Write out, exactly as they appear, only the lines running from the line with "Please drop a marker on the dark hair" to the final line of the listing; include both.

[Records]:
>> Start
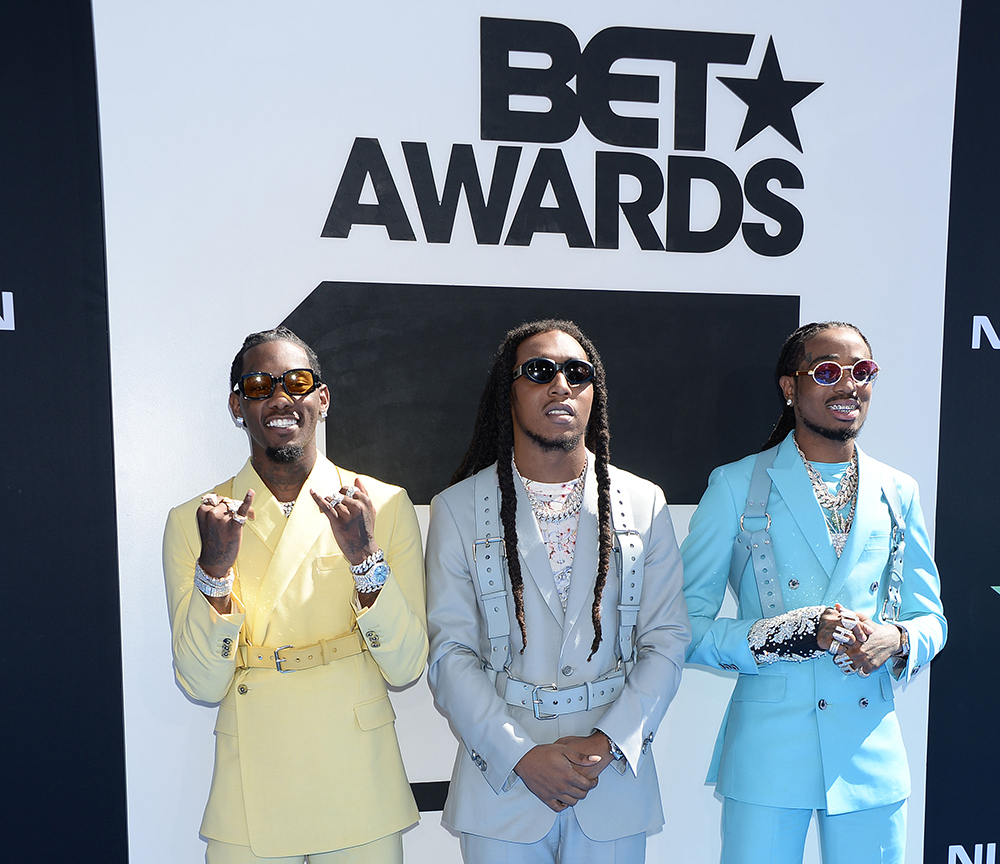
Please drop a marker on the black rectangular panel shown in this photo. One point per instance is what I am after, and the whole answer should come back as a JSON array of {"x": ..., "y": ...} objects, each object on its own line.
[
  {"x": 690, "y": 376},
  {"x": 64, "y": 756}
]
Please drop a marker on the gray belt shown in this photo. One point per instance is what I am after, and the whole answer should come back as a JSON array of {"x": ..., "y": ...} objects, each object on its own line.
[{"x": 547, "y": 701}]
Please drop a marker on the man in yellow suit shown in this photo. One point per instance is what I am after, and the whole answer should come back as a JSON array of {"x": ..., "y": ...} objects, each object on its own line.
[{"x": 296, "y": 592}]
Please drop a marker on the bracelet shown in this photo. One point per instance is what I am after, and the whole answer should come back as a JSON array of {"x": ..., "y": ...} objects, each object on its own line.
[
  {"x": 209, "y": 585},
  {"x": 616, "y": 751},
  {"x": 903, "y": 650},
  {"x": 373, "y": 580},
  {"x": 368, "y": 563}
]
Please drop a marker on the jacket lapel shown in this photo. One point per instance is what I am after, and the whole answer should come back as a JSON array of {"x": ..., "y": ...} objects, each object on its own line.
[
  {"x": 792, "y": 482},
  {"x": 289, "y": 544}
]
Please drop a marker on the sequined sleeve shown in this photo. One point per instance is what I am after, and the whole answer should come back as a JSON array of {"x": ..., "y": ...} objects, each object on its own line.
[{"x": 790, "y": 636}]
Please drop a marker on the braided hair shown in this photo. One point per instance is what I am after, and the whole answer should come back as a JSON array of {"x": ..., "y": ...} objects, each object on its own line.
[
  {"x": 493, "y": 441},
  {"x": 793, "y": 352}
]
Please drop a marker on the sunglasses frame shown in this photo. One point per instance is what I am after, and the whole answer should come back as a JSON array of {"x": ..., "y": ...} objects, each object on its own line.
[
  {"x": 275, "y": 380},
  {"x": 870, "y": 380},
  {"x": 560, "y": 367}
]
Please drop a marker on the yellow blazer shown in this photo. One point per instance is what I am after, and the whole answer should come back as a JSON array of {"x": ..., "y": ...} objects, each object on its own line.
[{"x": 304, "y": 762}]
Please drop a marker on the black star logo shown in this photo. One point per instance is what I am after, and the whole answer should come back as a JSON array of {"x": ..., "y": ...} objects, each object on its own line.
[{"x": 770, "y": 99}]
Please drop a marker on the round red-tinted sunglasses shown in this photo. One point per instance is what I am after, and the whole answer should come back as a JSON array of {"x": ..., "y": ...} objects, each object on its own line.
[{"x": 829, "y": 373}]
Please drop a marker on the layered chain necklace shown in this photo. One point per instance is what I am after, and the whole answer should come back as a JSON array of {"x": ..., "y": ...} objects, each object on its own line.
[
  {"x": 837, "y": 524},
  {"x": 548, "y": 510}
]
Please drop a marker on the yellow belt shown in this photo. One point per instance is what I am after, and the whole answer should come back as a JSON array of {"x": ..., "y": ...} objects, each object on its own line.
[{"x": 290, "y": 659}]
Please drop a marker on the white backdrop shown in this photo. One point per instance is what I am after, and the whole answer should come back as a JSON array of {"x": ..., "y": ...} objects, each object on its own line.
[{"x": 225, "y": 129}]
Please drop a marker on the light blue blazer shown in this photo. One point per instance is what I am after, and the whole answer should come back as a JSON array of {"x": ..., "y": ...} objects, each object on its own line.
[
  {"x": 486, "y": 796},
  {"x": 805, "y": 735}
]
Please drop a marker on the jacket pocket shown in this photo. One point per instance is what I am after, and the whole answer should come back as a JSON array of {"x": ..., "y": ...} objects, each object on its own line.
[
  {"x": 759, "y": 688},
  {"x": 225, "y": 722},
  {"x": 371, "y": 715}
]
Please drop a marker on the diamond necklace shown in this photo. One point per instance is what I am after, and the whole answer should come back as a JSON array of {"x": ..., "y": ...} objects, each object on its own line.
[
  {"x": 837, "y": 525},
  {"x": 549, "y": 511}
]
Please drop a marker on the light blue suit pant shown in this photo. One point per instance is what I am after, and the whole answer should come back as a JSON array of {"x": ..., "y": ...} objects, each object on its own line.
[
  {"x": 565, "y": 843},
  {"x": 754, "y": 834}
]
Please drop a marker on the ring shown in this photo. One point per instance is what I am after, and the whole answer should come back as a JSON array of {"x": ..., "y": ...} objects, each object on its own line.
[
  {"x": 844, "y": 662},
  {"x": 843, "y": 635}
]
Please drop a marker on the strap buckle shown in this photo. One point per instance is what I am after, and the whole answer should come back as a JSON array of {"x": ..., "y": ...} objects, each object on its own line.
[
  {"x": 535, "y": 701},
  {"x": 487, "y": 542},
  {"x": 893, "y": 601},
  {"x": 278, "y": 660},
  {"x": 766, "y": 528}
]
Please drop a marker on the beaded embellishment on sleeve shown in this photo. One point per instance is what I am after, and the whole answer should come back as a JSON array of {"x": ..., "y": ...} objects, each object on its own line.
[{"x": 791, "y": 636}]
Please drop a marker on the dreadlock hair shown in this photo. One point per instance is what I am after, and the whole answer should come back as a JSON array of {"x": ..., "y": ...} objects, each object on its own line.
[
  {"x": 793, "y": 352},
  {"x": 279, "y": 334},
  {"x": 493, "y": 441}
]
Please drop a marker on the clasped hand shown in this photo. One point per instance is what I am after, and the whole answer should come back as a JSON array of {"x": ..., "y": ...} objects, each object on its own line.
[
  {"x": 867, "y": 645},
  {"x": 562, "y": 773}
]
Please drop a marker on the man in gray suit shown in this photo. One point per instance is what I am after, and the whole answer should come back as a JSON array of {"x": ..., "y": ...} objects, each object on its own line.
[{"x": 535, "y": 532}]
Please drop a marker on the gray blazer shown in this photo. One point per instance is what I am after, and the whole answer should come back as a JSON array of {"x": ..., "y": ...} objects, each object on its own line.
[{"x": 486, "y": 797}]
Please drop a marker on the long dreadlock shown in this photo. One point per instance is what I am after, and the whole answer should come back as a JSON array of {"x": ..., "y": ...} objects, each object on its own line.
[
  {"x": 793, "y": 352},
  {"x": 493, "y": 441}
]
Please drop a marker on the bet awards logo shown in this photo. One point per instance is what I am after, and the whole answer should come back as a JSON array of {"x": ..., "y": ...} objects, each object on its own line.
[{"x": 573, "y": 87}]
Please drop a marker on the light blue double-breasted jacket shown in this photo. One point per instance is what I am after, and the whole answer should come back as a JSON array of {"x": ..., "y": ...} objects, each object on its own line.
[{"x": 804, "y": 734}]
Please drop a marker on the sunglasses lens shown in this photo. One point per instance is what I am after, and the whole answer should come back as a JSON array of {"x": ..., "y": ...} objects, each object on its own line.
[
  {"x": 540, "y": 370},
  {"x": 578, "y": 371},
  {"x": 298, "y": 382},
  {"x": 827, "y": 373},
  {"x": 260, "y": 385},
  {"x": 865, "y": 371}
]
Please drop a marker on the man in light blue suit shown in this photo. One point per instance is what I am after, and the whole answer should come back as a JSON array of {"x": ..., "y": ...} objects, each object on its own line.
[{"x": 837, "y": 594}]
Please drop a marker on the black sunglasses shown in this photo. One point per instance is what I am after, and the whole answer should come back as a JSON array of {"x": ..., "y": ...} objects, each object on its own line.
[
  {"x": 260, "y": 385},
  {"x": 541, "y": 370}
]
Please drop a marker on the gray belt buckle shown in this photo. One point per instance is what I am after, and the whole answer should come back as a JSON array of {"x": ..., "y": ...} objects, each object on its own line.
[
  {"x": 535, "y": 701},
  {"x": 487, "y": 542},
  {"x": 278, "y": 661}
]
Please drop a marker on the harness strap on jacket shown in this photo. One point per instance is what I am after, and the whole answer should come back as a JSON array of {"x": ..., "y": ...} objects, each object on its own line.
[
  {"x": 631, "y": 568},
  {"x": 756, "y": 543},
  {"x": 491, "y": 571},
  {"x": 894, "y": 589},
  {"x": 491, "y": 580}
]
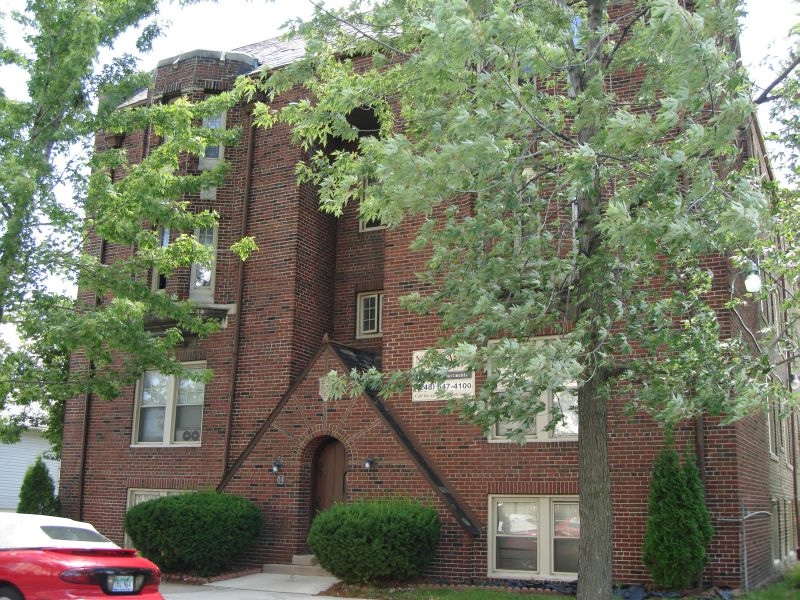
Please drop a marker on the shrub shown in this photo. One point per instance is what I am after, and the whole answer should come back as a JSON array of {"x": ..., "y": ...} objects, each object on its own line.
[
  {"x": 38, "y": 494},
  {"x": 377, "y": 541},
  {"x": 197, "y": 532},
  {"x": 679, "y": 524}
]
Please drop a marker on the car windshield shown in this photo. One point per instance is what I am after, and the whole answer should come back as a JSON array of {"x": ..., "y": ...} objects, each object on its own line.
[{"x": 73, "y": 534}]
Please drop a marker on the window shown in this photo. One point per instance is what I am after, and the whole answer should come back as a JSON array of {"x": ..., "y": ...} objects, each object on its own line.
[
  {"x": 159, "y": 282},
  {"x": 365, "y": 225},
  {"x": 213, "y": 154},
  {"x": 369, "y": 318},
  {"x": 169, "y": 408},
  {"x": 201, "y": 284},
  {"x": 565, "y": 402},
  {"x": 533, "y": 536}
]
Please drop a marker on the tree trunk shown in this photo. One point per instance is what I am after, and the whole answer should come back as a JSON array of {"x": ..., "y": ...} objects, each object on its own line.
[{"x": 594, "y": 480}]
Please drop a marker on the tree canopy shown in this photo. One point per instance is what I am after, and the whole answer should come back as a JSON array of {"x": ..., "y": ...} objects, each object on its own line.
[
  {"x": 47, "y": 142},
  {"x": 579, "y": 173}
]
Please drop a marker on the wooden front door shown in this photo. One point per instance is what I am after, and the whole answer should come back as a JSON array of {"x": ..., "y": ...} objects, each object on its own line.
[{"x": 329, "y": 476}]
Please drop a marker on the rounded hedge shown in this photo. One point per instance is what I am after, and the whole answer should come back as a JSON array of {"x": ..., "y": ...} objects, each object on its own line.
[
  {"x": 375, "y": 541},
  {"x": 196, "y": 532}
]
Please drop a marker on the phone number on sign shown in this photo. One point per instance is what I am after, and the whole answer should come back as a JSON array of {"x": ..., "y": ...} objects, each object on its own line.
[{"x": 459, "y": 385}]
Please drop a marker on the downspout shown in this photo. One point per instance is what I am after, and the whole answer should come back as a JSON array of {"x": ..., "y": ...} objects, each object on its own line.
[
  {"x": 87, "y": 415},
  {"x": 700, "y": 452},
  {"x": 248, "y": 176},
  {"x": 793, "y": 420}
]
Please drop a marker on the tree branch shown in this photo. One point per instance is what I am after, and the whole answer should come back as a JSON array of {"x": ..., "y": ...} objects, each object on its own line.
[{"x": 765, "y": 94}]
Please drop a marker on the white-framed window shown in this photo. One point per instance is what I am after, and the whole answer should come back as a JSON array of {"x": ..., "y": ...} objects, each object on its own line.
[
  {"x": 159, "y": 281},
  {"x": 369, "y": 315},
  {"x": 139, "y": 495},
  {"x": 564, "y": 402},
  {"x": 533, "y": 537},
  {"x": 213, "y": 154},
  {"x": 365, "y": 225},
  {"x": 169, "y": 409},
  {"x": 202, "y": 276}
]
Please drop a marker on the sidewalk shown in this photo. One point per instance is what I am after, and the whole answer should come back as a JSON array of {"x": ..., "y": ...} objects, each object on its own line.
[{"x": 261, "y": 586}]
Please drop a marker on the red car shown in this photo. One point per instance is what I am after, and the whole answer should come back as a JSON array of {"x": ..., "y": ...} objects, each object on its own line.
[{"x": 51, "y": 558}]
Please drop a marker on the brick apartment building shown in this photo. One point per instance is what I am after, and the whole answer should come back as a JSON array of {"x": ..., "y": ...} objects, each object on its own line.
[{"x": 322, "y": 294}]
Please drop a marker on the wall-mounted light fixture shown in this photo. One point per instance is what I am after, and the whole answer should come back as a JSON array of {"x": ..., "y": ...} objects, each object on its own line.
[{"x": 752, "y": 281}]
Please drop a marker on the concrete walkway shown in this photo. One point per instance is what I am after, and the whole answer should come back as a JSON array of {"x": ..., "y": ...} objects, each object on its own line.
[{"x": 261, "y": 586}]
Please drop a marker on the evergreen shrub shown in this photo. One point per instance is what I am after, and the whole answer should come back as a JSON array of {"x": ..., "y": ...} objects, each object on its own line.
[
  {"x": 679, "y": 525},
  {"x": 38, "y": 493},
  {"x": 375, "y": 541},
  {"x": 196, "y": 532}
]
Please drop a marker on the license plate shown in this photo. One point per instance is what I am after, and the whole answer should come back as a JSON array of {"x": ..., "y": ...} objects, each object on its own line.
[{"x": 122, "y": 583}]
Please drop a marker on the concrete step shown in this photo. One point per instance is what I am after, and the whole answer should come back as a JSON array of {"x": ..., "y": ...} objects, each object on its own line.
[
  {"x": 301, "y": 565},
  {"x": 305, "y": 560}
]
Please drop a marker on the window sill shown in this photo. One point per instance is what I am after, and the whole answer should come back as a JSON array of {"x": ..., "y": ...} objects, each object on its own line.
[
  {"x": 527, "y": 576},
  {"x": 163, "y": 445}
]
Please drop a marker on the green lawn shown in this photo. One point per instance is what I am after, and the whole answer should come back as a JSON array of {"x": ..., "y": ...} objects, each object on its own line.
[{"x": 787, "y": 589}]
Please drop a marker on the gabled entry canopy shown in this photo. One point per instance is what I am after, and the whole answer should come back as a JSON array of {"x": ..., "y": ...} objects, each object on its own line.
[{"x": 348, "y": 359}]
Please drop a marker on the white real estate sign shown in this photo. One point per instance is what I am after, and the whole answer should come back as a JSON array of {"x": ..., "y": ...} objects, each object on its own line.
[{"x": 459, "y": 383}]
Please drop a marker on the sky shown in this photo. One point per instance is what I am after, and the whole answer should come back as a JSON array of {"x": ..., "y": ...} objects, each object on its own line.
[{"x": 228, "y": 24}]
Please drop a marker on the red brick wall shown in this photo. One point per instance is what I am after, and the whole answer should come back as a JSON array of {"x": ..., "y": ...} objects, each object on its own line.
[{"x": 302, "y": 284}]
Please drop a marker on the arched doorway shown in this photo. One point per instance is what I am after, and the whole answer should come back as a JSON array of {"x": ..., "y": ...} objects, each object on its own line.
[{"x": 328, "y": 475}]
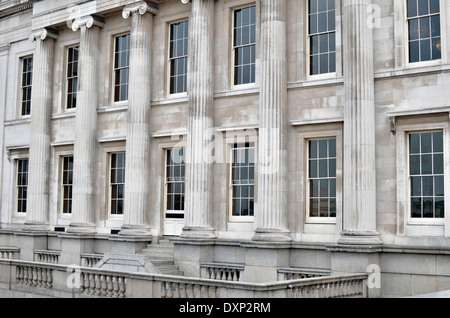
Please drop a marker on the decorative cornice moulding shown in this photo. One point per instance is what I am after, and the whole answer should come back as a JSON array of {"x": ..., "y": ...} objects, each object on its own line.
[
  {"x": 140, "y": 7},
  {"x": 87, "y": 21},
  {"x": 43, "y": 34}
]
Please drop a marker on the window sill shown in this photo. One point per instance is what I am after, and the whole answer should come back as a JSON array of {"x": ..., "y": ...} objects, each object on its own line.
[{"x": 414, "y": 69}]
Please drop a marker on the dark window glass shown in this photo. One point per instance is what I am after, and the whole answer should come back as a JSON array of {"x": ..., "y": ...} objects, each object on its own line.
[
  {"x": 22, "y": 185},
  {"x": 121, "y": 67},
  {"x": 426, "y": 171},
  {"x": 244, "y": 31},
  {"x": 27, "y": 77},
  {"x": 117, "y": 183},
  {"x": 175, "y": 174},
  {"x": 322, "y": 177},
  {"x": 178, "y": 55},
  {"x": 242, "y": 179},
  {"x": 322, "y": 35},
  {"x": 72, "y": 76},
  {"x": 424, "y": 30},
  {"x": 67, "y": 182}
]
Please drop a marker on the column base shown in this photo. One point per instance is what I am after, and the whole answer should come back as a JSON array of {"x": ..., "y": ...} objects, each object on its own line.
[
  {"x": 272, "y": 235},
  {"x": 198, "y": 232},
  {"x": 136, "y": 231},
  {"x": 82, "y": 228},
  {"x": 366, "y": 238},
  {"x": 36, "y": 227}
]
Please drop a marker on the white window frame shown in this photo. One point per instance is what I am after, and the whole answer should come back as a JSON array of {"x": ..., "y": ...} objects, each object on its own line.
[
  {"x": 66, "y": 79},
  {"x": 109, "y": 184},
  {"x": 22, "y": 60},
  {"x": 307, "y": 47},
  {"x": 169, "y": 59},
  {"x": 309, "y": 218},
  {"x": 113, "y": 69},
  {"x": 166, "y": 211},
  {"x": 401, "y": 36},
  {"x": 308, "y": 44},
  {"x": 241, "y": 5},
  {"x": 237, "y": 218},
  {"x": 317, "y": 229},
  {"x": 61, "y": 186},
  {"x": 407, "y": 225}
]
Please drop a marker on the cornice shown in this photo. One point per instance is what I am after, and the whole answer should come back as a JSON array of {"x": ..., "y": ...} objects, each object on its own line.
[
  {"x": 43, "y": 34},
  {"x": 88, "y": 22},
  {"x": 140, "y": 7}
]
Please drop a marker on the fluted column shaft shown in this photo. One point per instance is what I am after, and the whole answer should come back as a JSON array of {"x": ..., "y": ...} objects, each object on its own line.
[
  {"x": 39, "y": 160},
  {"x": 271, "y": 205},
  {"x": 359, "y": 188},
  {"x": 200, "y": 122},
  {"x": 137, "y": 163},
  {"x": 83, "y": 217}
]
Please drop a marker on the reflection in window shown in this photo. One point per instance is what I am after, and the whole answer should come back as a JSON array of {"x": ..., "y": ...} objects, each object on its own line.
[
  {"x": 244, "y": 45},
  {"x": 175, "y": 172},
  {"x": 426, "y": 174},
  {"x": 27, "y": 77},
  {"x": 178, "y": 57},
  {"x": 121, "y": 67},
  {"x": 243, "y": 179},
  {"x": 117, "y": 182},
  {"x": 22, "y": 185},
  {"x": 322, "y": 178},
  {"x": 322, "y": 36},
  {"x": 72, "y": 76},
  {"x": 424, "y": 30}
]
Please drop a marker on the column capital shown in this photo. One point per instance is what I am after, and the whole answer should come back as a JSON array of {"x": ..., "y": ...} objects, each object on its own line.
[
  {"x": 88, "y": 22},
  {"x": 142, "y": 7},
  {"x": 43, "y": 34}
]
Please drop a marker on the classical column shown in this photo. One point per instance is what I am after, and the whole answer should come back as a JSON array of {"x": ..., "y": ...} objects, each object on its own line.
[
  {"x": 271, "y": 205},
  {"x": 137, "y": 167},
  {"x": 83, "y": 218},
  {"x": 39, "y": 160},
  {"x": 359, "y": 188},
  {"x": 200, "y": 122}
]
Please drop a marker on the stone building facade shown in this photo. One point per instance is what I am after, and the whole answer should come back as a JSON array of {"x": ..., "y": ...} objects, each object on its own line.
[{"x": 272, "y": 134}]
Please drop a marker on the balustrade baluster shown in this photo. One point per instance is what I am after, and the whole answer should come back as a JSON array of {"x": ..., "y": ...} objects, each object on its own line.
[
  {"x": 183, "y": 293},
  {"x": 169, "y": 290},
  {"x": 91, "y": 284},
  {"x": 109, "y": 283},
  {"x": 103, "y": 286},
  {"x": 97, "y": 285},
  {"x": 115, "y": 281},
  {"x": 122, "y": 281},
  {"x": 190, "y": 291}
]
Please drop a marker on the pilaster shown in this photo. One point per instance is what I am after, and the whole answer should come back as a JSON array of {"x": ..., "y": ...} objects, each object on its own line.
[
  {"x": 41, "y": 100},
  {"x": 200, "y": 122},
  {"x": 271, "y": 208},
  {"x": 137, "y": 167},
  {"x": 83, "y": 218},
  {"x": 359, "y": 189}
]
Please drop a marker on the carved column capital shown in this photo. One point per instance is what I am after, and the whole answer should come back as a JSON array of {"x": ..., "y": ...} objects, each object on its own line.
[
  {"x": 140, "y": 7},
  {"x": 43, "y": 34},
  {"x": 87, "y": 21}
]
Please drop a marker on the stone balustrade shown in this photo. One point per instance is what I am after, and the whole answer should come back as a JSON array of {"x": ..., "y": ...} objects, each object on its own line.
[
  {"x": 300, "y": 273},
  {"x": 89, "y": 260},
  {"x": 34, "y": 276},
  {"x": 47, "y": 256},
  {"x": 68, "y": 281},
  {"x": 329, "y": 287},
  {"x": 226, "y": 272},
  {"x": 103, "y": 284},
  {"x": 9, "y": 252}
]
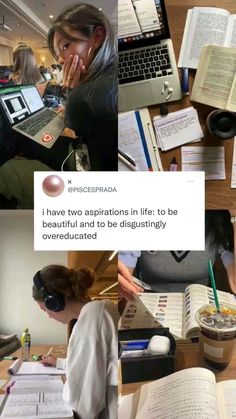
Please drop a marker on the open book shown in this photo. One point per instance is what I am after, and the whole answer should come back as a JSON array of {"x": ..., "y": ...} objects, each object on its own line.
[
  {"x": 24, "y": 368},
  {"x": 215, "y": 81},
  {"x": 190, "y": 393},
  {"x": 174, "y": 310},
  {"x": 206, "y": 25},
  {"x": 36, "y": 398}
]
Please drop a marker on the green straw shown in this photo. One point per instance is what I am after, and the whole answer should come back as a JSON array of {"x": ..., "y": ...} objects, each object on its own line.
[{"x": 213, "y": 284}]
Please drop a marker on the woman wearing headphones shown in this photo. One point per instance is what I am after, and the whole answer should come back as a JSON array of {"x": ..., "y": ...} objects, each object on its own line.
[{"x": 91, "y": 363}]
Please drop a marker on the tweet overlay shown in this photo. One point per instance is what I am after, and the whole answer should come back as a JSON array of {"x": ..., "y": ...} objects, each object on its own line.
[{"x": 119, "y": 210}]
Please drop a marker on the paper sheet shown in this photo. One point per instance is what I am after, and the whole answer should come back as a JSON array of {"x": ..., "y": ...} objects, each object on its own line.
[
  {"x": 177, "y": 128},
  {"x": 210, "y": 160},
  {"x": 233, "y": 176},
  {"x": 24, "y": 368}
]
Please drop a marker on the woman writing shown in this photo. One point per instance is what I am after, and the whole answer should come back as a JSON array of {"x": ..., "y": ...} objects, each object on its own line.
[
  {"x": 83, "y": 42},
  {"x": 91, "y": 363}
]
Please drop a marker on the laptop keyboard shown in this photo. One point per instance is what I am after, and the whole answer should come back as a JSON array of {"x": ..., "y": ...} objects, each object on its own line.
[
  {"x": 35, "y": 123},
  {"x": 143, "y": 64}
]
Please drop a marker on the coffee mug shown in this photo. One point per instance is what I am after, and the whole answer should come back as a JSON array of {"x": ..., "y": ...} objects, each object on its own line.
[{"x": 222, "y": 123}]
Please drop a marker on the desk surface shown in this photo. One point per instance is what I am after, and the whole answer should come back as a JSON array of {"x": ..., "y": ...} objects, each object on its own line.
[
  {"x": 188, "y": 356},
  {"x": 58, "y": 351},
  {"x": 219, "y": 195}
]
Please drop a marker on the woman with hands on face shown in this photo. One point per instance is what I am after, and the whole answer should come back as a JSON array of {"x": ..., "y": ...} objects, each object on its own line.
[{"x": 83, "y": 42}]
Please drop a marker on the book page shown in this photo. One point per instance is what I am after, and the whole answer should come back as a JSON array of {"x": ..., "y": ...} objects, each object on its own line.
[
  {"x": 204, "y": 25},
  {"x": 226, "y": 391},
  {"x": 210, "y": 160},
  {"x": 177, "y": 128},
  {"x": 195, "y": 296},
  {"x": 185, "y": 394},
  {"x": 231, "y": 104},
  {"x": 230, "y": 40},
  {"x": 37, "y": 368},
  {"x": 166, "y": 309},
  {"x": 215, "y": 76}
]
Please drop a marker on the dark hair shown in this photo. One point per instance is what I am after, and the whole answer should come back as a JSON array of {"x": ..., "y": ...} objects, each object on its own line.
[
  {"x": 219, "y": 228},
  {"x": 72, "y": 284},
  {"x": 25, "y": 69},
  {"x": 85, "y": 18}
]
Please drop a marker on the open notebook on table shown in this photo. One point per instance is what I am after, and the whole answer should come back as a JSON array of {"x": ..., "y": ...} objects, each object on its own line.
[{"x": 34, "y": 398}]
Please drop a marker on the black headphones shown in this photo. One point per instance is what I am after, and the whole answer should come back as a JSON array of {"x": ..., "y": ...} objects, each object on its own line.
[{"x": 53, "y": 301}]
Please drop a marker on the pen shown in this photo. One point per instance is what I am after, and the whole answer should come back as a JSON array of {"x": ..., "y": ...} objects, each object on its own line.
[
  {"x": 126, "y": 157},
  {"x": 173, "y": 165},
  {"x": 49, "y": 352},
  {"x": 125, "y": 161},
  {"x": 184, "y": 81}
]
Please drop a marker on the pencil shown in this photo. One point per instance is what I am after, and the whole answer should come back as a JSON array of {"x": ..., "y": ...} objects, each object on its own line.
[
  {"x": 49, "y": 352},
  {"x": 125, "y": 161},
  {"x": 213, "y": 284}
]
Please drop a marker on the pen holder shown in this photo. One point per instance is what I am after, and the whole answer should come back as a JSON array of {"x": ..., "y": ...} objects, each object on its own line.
>> End
[FINAL ANSWER]:
Please drop a marker on the dark hair shown in this photo. One point per instance is what I am after, and the whole answer should come back as a JSON array of {"x": ..., "y": ...} objects, each object on its own line.
[
  {"x": 219, "y": 228},
  {"x": 72, "y": 284},
  {"x": 25, "y": 69},
  {"x": 85, "y": 18}
]
Please drop a marker on the open notebook on table shown in this photo. One point per instance is what I am after, and the whole answer should come back as a JSON array of {"x": ..., "y": ...} objects, each object on its own line.
[{"x": 34, "y": 398}]
Please drop a marker on the black headphones shown in this photo. One point per instance is what I am after, and the whole answer should come back as a JSON array of {"x": ..., "y": ...} objects, each object on its own line.
[{"x": 53, "y": 301}]
Please drop a marker on the pen shown in this photo. One point per instance is what I am after, and the whole answer should come back as a JSON array of {"x": ..., "y": ...} objects, each object on its own line.
[
  {"x": 126, "y": 157},
  {"x": 173, "y": 165},
  {"x": 49, "y": 352},
  {"x": 125, "y": 161},
  {"x": 184, "y": 81}
]
Please drop a marker on the pencil shown in this photo. One point per instance is what I am after, and the whole answer should come back as a JSON array of {"x": ..., "y": ...} objects, each object on its own line.
[
  {"x": 49, "y": 352},
  {"x": 125, "y": 161},
  {"x": 213, "y": 284}
]
Please drop a marker on the pen holder shown in this photo. One point per instance is what I am after, and the whole answer should come back as a JSON array of {"x": ..., "y": ...} objects, each object on its own line.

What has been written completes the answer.